* INFORMATION GIVEN

## Begin

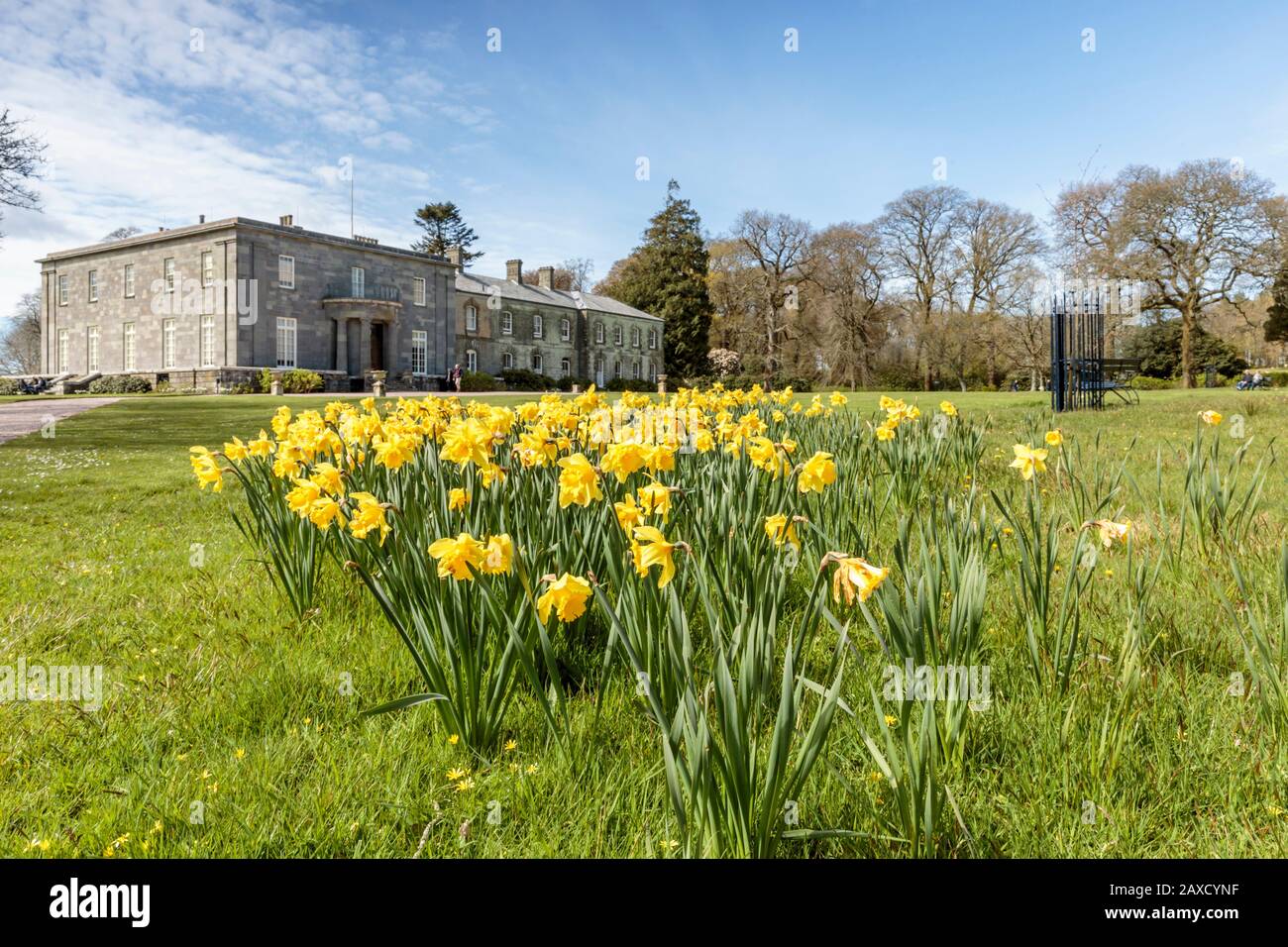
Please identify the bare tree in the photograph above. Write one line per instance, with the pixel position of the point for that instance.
(579, 269)
(121, 234)
(778, 245)
(849, 269)
(996, 249)
(21, 158)
(20, 339)
(1206, 232)
(917, 232)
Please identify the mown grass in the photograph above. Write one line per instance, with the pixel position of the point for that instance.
(222, 706)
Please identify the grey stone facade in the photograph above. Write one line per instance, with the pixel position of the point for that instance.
(206, 304)
(509, 324)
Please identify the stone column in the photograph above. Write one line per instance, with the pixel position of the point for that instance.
(342, 344)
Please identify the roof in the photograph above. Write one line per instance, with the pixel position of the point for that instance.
(243, 223)
(527, 292)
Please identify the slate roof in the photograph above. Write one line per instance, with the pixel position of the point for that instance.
(528, 292)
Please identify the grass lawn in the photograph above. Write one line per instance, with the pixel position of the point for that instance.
(230, 728)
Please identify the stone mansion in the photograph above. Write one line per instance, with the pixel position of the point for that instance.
(211, 304)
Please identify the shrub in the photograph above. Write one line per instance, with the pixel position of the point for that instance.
(1151, 384)
(629, 384)
(477, 381)
(120, 384)
(301, 381)
(527, 380)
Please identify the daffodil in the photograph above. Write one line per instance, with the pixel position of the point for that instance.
(816, 474)
(652, 549)
(498, 554)
(567, 596)
(370, 514)
(456, 556)
(579, 483)
(206, 470)
(855, 577)
(781, 530)
(1029, 460)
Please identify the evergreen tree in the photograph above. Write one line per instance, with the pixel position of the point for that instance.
(668, 275)
(1276, 316)
(445, 228)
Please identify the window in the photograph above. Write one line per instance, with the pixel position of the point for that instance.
(419, 351)
(207, 342)
(286, 342)
(167, 344)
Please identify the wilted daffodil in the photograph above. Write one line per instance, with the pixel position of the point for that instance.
(854, 577)
(781, 530)
(1111, 531)
(455, 557)
(816, 474)
(567, 596)
(1029, 460)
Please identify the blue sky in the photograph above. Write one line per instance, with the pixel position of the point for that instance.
(150, 124)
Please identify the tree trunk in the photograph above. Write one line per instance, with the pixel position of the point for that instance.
(1186, 368)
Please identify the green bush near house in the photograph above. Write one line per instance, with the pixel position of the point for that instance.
(478, 381)
(120, 384)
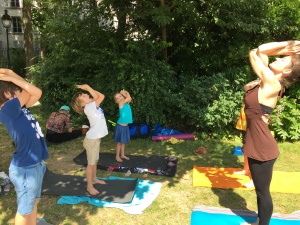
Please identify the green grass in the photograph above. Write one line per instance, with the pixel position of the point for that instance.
(177, 197)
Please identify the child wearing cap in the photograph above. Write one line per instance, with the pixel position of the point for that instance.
(59, 127)
(89, 105)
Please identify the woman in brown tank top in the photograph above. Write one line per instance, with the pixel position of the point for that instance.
(259, 145)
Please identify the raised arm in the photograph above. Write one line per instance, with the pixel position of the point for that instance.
(30, 94)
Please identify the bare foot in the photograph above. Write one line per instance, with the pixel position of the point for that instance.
(97, 181)
(249, 184)
(118, 159)
(124, 157)
(92, 191)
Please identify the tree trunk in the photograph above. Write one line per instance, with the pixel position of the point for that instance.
(28, 36)
(164, 36)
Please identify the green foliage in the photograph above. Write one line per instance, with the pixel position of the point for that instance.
(18, 61)
(200, 86)
(285, 120)
(209, 105)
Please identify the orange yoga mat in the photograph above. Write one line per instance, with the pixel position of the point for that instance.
(285, 182)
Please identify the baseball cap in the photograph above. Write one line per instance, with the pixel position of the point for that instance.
(65, 107)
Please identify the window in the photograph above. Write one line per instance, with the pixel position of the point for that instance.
(15, 3)
(18, 44)
(17, 25)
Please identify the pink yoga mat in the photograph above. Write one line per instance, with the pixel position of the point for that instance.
(177, 136)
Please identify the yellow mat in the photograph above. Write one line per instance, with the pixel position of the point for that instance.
(285, 182)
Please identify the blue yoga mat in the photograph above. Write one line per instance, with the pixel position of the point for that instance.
(217, 216)
(145, 193)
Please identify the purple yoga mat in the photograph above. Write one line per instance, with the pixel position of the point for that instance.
(177, 136)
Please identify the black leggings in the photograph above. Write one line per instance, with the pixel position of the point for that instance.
(261, 173)
(61, 137)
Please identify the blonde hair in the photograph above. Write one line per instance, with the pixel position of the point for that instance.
(76, 103)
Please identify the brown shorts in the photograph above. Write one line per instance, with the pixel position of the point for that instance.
(92, 147)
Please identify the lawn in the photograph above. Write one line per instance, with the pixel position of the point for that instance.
(177, 197)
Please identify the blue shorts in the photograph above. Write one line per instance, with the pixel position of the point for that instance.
(122, 134)
(28, 185)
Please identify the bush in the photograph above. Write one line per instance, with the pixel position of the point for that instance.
(285, 120)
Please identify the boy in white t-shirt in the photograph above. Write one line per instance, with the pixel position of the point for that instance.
(83, 103)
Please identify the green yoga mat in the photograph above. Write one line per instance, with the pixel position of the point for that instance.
(120, 191)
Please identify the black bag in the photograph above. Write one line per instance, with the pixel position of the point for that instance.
(139, 130)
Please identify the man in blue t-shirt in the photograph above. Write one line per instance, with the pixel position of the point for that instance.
(27, 167)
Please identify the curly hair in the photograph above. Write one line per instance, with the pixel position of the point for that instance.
(76, 103)
(6, 86)
(294, 76)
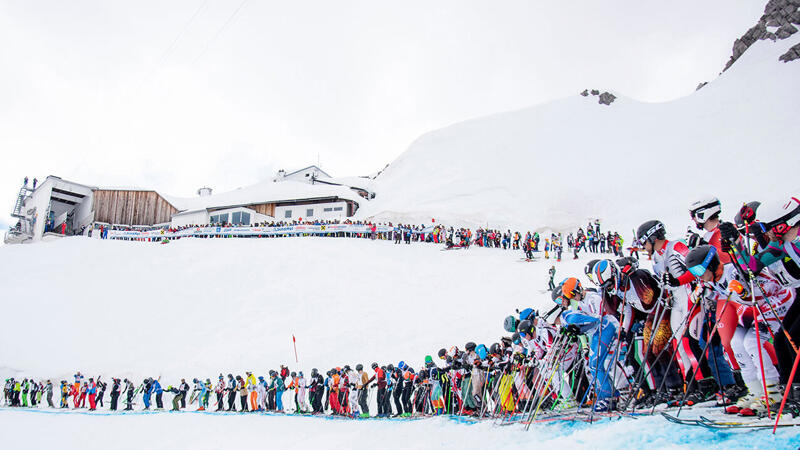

## End

* WHAT IS REQUIRED
Write out the entire listing above line for line, without changing a character, and leave out the pictures.

* EXERCISE RESPONSE
Please identify the bare tree in the photograph above. Write one line per instance, with the pixel position of the point for that instance.
(579, 269)
(121, 234)
(778, 245)
(849, 269)
(996, 249)
(21, 158)
(20, 339)
(1206, 232)
(917, 232)
Please identify the mown grass in the photograph above. Write one line per instance, with the pixel position of the point for that instance.
(222, 706)
Please identify the grey stone facade in the photograph above. Write one line per instance, with the pixel position of the point for that instance.
(206, 304)
(509, 324)
Please identify the stone column in the photograph above. Write one line per instance, with the pixel position of the point for that instance.
(342, 344)
Please identify the roof in the photograph above. Write one line per instance, with the pixel position of the point for that instance.
(243, 223)
(527, 292)
Please identify the slate roof in the photograph above. Write one line per instance, with the pixel position of the point for that instance.
(528, 292)
Please identify the grass lawn in the photograph above. Write one line per instance, with the pixel position of the point for that instance.
(230, 728)
Please identify the stone mansion in the photograph above. Write one line per instance, with the pixel position of the point for that instance.
(211, 304)
Please identify the shrub in the photograph above. Write one line per instance, with the pixel position of the point for that instance.
(1151, 384)
(629, 384)
(477, 381)
(120, 384)
(301, 381)
(527, 380)
Please identify the daffodil in the photograph above. Write one line per instance, with the pixel position of the point for that instance.
(816, 474)
(652, 549)
(498, 554)
(567, 596)
(370, 514)
(456, 556)
(579, 483)
(206, 470)
(855, 577)
(781, 530)
(1029, 460)
Please identify the evergreen tree in the photograph above. Write one line per instance, with the pixel position of the point for that instance.
(668, 275)
(1276, 316)
(445, 228)
Please identify the window in the photograph above. Write one line per instance, with the pixel position of the point for that instance.
(419, 351)
(207, 342)
(286, 342)
(167, 344)
Please identify the wilted daffodil in the photograph above. Write one line per instance, with the pixel position of the point for that instance.
(854, 577)
(781, 530)
(1111, 531)
(455, 557)
(816, 474)
(567, 596)
(1029, 460)
Please identify the blue sky in the photograph above. Write one line per instance, with the pixel position of the point for that instance.
(150, 124)
Please identify the tree trunk in the photograph above. Write one line per instance, with the pixel position of the point for that instance.
(1186, 368)
Please identify the green bush near house in the photograph above. Write one line per instance, with the pixel position of the point for that instance.
(478, 381)
(120, 384)
Please identify the green grass in the photograph above. Write one line per instance, with the pixel position of the point for that instance.
(177, 197)
Please identify the child wearing cap in the photograph above. Write one line per instance, with the pixel position of the point for that instance.
(59, 127)
(89, 105)
Please identify the woman in brown tank top in the photograph above. Write one line per instance, with the pixel position of the point for that instance.
(259, 145)
Please identify the raised arm in the photograph above. Write one line per instance, with the pixel position of the point for that instance.
(30, 94)
Please identify the bare foot in the photograph above. Write one line per instance, with the pixel position of the point for that instance.
(97, 181)
(249, 184)
(118, 159)
(124, 157)
(92, 191)
Please identify the tree trunk in the photograph above. Write one line per instance, with the pixel position of the point for that instance.
(28, 36)
(164, 36)
Please identify the green foliage in the photograph above. Write one line per instance, with the pixel position of the point for that instance.
(18, 61)
(200, 86)
(285, 120)
(209, 105)
Please identify the orange yoga mat in the photograph above. Write one line per instance, with the pixel position of the point for that instance.
(285, 182)
Please identify the baseball cap in the photograph above. Write one line per instance, with the pixel position of the point for that instance.
(65, 107)
Please identify the window in the photograph above. Write one line per instance, with the pixel position of the point for that instance.
(15, 3)
(18, 44)
(17, 25)
Please identify the pink yoga mat in the photograph above. Write one line per instance, with the pixel position of the point for that instance.
(177, 136)
Please identify the yellow mat in the photograph above. Write one line per instance, with the pixel position of the point for that instance.
(285, 182)
Please identify the blue yoga mat in the photograph above. Write one line per instance, with the pixel position of the point for that instance.
(217, 216)
(145, 193)
Please identify the purple yoga mat in the photograph above. Write one line per instance, with the pixel position of the point for that instance.
(177, 136)
Please identify the black leggings in the photograph above. Write one line per instance, with the pixel position of the point for that instance.
(261, 173)
(61, 137)
Please identify the blonde hair in the photograph above. Write one line per instance, with the pixel position of the point for that instance.
(76, 103)
Please identify the brown shorts in the photograph above. Write one line per instance, with the pixel position of the point for that instance.
(92, 147)
Please identify the lawn in the photograph above. Write one line per instance, with the pixel position of the point for that instance.
(177, 197)
Please identify the blue shorts in the photograph above. Write one line per instance, with the pixel position of the point for that instance.
(122, 134)
(28, 185)
Please identify the bush in the photograph above. Write one line per instance, with the pixel position of the point for that instance.
(285, 120)
Please identify the boy in white t-shirt in the photograph above. Write one line per instance, with the pixel position of the point for that instance.
(83, 103)
Please identify the green yoga mat in the photograph above. Write one line per instance, with the pixel position of the point for that instance.
(120, 191)
Please identify the black bag in the photograph above. Write one line per instance, with the pixel position of the point for that instance.
(139, 130)
Please identify the man in blue t-shirt in the photograph above. Write one line per instance, with the pixel position of the point for that instance.
(27, 167)
Please identify the curly hair in the photograph above. Write one line per instance, with the pixel position of the point for that instance.
(76, 103)
(6, 86)
(294, 76)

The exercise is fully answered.